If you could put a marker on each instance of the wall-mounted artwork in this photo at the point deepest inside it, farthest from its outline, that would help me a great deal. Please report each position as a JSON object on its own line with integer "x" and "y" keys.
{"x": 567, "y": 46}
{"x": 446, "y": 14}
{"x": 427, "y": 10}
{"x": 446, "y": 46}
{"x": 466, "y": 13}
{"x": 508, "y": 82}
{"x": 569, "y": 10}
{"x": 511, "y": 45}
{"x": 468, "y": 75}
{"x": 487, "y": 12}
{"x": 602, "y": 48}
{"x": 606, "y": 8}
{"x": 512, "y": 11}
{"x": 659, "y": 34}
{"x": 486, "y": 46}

* To do: What is needed here is a word-for-word copy of the whole listing.

* Exercise output:
If you could put a marker on each instance of the wall-mounted artwork in this photo at the point deepest inside it, farthest from its outline, that would help me a great deal. Please report each position as a JSON object on its own line with integer "x" and "y" keys.
{"x": 567, "y": 46}
{"x": 446, "y": 14}
{"x": 427, "y": 10}
{"x": 446, "y": 46}
{"x": 466, "y": 13}
{"x": 508, "y": 82}
{"x": 569, "y": 10}
{"x": 511, "y": 45}
{"x": 468, "y": 75}
{"x": 487, "y": 12}
{"x": 602, "y": 48}
{"x": 606, "y": 8}
{"x": 512, "y": 11}
{"x": 659, "y": 34}
{"x": 486, "y": 46}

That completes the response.